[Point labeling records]
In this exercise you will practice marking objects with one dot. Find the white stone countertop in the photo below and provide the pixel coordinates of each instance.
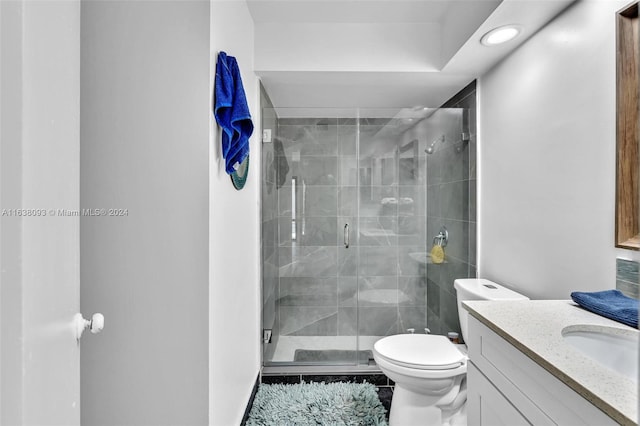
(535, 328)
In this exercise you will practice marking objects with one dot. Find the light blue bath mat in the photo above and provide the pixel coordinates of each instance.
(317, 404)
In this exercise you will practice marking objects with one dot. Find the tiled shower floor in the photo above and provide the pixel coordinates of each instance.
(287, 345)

==

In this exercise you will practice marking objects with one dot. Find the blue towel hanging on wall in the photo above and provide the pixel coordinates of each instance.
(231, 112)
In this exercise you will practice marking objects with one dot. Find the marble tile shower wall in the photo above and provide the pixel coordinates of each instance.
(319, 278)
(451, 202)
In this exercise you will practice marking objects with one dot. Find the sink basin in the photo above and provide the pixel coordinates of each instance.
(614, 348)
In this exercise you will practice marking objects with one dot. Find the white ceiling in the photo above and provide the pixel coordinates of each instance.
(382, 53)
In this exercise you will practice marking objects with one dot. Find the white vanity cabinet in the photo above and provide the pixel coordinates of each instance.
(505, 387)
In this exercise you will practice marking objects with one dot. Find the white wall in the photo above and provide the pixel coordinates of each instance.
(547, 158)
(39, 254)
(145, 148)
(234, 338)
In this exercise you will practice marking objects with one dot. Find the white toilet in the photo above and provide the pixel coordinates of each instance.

# [Exercise]
Write out, character for character, the lines from the one containing "the white wall" through the one containing "the white toilet", including both of those lines.

# [Complete response]
In this exercise you will practice marking objects with one dot. Find the white wall in the photo above and provide the pixel coordinates of each instance.
(547, 158)
(39, 254)
(145, 148)
(234, 338)
In this exercise you will practice marking objects with one dot. Find the white toilet in the photo above and provide the pixel coordinates of each instance.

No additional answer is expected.